[Dataset excerpts on object pointing]
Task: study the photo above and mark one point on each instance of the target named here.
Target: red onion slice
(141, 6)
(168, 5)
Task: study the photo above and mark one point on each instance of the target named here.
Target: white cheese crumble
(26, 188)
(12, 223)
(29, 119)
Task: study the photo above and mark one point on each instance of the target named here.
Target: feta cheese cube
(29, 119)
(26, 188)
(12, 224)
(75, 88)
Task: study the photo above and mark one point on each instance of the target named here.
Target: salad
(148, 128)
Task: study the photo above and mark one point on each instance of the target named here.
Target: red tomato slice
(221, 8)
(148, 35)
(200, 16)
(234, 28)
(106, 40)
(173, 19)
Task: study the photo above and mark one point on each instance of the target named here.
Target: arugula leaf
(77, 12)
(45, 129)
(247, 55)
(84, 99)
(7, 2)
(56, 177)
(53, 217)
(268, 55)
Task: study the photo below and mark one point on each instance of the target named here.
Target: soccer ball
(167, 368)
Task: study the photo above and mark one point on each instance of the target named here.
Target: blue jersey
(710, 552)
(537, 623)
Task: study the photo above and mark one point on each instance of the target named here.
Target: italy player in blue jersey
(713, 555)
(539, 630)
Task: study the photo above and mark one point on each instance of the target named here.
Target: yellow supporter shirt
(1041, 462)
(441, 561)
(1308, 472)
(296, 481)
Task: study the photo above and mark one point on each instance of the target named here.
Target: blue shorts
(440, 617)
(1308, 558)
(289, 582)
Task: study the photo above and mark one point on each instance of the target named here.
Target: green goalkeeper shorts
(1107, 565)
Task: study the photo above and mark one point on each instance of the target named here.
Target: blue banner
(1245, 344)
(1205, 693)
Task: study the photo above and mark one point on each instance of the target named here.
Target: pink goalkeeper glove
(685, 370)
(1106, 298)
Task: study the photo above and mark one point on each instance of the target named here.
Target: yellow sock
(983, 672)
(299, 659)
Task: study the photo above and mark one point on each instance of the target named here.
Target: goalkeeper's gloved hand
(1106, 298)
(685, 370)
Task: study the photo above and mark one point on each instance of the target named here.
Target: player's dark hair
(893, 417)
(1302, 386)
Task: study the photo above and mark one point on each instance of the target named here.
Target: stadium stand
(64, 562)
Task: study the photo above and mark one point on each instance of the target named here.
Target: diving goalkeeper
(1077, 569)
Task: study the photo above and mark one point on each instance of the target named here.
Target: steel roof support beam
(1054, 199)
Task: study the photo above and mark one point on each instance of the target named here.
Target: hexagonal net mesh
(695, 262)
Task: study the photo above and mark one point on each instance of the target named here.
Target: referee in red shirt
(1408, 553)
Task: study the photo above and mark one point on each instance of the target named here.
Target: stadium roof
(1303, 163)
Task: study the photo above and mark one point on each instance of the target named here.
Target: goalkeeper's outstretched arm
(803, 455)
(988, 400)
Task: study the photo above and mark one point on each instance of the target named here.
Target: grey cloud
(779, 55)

# Your task
Report every line of the records above that contains the string "slice", matching case exactly.

# The answer
Target: red onion slice
Target: red tomato slice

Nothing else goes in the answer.